**** Provided entries ****

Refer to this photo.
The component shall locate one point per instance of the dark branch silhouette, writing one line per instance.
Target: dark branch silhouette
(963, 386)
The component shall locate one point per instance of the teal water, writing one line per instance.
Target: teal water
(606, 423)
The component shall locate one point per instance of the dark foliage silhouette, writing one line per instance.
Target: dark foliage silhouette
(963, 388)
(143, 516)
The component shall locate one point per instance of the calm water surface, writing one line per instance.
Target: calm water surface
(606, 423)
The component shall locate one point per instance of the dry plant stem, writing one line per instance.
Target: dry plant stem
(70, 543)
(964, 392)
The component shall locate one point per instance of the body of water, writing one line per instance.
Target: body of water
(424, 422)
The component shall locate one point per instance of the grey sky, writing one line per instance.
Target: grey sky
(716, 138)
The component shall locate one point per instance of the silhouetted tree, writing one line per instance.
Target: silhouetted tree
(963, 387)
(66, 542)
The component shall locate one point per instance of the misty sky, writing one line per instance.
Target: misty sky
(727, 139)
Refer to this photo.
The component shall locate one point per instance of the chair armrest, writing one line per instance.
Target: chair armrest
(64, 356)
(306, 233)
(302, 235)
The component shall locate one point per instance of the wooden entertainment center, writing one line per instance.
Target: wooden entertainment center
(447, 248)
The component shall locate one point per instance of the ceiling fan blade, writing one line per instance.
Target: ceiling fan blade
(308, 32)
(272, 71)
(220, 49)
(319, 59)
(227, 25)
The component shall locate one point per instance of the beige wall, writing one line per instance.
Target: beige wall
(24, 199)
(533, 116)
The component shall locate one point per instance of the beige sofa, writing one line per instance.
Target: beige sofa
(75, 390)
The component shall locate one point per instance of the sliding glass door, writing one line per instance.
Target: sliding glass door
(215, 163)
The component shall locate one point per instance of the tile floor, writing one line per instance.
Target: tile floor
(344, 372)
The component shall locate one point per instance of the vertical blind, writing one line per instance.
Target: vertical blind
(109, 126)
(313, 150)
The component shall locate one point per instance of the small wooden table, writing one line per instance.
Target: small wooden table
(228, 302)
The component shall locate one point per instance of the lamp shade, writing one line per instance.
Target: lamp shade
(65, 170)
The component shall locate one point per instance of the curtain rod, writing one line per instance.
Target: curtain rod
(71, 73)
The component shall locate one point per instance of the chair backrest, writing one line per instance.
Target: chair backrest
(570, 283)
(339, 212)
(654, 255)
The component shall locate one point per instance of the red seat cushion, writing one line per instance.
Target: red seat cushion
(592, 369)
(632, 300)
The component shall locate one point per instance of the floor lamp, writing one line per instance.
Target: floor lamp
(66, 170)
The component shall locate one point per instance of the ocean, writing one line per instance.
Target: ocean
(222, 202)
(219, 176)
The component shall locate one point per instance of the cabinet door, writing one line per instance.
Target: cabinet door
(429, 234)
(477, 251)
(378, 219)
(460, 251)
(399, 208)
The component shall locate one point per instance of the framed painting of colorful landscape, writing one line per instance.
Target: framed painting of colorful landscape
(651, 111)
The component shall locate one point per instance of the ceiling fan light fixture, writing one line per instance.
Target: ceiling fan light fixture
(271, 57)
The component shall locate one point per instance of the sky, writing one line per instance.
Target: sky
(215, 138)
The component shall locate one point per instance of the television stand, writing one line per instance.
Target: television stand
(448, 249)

****
**** Provided entries ****

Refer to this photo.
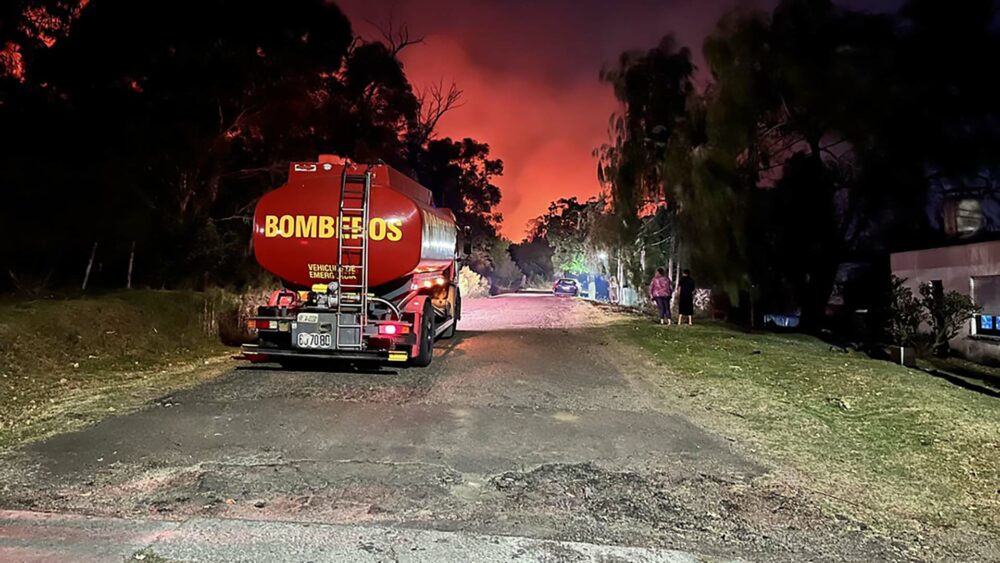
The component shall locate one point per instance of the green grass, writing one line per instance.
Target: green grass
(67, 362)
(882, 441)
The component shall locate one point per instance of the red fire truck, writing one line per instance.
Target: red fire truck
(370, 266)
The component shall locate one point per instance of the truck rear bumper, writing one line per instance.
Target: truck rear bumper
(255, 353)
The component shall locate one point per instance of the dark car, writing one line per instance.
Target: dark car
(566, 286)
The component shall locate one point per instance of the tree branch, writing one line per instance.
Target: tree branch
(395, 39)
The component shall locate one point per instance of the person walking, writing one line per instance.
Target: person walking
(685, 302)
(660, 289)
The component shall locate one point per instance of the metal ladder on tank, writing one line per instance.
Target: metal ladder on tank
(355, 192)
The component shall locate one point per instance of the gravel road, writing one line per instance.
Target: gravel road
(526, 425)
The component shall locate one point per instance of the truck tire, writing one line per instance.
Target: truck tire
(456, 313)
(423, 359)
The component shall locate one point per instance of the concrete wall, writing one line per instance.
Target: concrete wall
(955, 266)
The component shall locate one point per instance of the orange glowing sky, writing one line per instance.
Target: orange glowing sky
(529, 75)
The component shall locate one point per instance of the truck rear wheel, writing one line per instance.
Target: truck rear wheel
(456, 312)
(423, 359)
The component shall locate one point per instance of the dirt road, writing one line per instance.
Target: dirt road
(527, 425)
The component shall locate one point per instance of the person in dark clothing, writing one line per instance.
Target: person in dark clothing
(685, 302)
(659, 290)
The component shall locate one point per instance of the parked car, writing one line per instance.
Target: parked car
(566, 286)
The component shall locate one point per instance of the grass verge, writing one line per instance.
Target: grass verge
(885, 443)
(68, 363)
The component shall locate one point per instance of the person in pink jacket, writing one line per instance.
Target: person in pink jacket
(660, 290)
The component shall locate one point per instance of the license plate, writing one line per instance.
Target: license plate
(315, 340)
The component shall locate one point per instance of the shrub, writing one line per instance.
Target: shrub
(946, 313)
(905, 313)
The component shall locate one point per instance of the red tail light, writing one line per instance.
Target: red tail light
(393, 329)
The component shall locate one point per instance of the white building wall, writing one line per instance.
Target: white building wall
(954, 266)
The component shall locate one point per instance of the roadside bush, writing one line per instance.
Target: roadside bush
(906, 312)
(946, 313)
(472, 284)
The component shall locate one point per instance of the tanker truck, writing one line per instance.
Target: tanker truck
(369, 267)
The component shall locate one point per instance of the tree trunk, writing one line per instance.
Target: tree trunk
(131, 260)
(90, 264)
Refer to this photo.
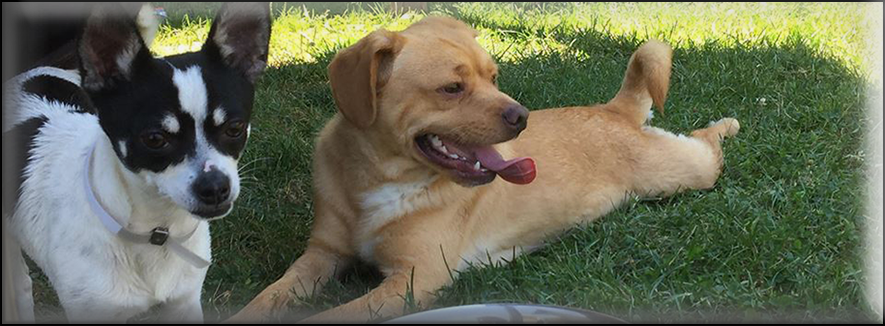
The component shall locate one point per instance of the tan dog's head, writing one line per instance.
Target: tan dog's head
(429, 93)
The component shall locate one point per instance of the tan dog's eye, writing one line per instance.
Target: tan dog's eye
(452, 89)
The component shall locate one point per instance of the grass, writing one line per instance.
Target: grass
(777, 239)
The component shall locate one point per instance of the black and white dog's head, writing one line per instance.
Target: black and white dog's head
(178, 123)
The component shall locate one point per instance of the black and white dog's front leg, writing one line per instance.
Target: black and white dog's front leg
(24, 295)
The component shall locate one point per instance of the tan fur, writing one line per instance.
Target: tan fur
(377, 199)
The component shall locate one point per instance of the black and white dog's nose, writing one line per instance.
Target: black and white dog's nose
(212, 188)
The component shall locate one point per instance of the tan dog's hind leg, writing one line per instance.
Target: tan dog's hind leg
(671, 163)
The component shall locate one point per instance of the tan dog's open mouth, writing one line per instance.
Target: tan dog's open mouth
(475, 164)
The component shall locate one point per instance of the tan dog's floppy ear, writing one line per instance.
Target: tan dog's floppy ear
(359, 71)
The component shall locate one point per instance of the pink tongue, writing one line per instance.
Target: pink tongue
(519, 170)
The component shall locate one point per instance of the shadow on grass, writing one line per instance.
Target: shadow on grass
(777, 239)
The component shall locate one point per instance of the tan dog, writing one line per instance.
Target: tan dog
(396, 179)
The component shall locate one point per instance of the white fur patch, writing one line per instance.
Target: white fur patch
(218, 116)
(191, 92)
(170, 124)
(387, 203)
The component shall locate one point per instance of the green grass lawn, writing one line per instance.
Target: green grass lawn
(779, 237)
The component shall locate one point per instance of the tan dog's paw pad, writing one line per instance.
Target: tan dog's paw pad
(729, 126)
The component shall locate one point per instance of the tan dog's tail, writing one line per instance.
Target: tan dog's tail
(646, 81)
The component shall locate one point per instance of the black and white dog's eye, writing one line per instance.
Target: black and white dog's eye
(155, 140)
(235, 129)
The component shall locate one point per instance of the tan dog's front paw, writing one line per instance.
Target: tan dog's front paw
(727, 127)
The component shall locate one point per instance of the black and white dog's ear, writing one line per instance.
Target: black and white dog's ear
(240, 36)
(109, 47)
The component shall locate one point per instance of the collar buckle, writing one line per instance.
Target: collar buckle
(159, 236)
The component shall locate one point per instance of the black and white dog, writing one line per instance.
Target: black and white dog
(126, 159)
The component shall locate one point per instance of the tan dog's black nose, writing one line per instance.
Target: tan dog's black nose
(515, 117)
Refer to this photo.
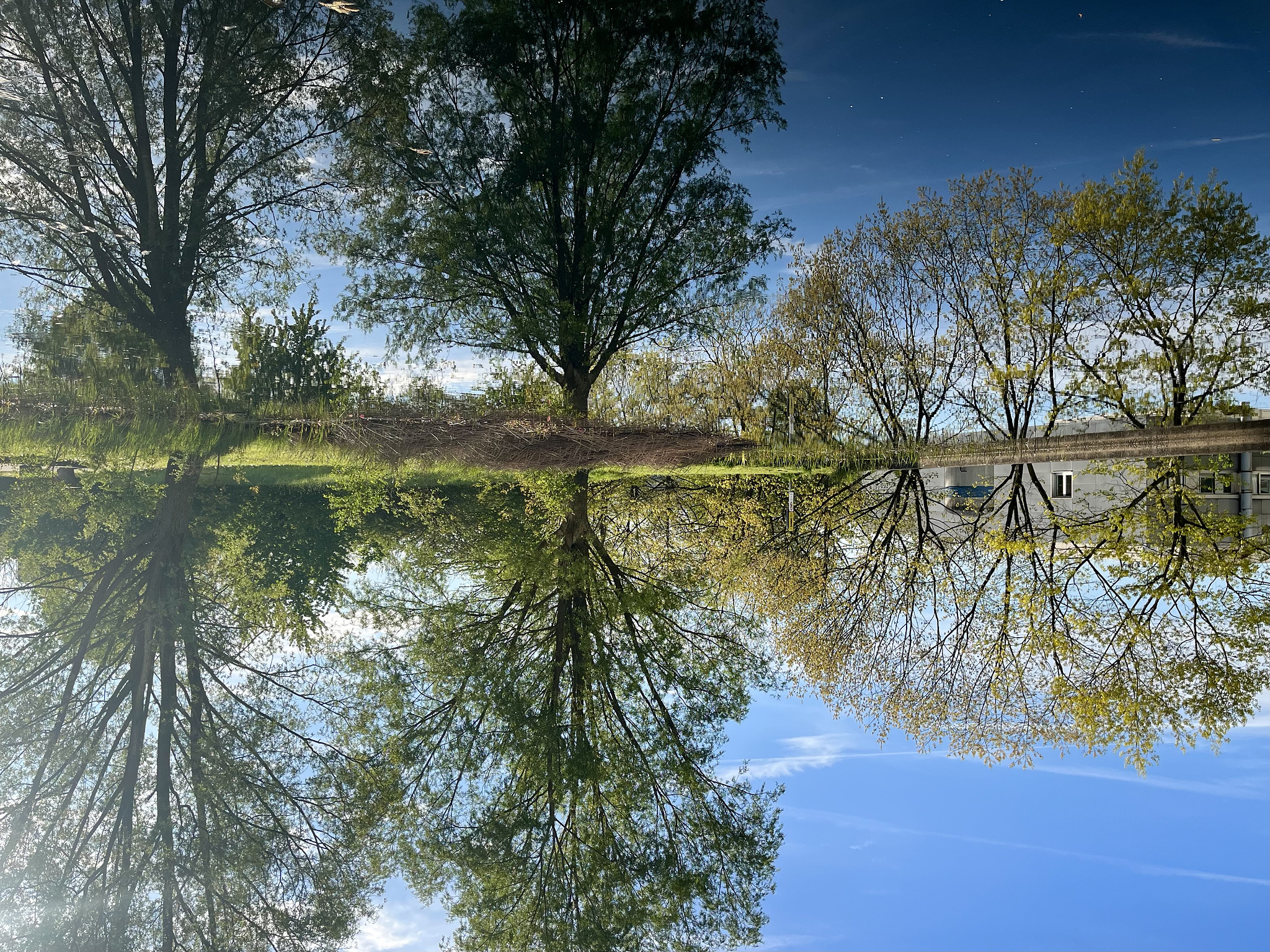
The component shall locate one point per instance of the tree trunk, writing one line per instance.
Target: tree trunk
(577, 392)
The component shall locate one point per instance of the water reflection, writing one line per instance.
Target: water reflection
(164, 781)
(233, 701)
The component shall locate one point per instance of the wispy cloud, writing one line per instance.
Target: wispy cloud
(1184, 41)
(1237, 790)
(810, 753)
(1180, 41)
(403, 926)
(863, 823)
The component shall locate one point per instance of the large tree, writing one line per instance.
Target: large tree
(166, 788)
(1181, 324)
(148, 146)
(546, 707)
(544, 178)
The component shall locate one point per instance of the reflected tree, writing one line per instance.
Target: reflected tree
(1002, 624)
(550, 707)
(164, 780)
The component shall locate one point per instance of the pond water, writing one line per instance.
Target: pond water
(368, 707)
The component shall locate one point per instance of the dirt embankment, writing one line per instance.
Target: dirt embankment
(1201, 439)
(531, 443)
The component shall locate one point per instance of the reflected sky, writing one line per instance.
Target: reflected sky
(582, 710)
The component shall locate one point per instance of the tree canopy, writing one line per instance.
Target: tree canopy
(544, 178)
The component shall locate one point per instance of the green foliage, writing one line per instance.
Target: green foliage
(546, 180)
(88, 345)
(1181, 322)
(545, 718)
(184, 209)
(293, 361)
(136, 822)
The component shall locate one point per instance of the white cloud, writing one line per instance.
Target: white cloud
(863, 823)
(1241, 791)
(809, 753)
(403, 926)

****
**** Provided entries ****

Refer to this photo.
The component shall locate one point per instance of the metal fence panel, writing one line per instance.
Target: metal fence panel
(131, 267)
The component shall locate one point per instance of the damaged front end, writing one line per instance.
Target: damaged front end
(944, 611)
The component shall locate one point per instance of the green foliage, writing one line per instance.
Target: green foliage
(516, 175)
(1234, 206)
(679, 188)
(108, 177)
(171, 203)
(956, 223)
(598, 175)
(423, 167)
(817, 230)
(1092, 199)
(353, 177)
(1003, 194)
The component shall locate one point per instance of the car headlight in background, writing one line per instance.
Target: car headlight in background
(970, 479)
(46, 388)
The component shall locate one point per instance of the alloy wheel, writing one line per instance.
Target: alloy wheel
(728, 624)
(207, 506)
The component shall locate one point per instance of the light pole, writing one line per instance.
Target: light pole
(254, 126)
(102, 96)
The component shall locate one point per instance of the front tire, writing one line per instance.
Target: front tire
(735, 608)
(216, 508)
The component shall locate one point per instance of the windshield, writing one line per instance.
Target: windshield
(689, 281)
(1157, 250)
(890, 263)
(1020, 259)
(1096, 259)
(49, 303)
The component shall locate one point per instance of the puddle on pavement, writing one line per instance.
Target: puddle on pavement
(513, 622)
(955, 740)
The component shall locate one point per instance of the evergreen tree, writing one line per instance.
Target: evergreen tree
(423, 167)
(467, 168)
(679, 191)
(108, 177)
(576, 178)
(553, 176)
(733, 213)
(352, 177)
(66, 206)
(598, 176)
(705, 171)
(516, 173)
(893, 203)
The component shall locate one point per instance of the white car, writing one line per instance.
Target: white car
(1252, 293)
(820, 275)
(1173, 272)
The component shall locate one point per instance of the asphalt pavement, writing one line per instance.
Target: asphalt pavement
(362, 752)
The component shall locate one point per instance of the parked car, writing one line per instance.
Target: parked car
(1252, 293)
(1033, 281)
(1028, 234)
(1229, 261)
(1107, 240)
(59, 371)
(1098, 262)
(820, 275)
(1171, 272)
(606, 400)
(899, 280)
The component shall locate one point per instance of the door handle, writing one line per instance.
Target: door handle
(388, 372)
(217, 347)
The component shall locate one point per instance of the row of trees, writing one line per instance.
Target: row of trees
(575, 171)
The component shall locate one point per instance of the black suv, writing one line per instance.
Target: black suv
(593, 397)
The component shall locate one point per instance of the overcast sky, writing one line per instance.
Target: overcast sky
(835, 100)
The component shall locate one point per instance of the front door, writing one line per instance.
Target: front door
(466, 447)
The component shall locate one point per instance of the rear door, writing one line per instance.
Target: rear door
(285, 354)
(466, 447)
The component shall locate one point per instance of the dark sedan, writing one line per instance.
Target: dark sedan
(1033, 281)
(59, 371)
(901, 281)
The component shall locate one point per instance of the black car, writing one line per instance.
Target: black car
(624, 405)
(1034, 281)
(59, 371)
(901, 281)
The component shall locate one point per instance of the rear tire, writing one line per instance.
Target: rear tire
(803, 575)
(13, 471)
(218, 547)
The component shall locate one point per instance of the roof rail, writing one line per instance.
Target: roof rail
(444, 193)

****

#### [Problem requirements]
Find every line in the material above that contains the word "wall" and copy each of those lines in full. Case counts, so match only that capitalization.

#### [Exercise answer]
The component shall locate one point per instance of the beige wall, writing one line per instance.
Target: beige wall
The component shall locate one point per instance of the concrete wall, writing one line per instance.
Target: concrete wall
The component shall locate one point per instance of the white building wall, writing one line per instance.
Target: white building wall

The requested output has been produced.